§ ASSIGNED TASK: The expected response is a copy of every line in the entries below that includes the word "query".

§ DATA FOR THE TASK:
____________
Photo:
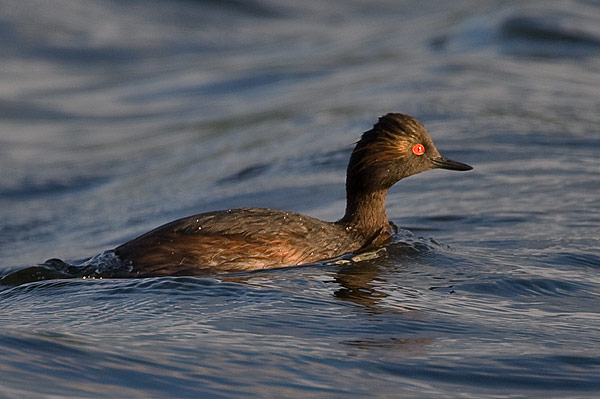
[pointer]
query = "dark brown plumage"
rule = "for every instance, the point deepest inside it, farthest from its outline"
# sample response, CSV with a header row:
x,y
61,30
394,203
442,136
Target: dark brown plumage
x,y
251,238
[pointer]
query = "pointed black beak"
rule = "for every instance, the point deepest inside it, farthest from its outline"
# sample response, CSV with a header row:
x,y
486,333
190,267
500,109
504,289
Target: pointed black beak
x,y
445,163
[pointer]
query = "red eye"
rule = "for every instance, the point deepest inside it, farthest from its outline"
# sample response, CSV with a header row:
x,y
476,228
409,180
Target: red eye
x,y
418,149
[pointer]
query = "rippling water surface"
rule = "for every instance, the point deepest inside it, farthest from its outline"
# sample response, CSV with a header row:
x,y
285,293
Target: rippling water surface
x,y
116,117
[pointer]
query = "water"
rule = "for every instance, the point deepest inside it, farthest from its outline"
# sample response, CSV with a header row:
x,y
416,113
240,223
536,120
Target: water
x,y
116,117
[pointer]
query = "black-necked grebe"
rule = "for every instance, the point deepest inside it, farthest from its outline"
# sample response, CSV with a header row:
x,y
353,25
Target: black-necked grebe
x,y
396,147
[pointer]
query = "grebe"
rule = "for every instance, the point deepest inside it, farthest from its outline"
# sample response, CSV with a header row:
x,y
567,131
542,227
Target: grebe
x,y
246,239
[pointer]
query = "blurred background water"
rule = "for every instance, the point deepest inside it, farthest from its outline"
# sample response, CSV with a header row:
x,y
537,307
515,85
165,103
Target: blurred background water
x,y
118,116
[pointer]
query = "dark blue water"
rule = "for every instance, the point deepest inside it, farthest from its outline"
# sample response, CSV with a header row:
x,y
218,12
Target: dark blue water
x,y
116,117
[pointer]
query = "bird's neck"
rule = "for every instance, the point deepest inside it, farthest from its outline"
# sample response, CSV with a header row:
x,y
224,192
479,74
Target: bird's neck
____________
§ RESPONSE TO THIS EXERCISE:
query = "dark brown plumage"
query = "pointed black beak"
query = "red eye"
query = "rippling water surface"
query = "water"
query = "black-necked grebe"
query = "grebe"
query = "blurred background water"
query = "dark blue water"
query = "bird's neck"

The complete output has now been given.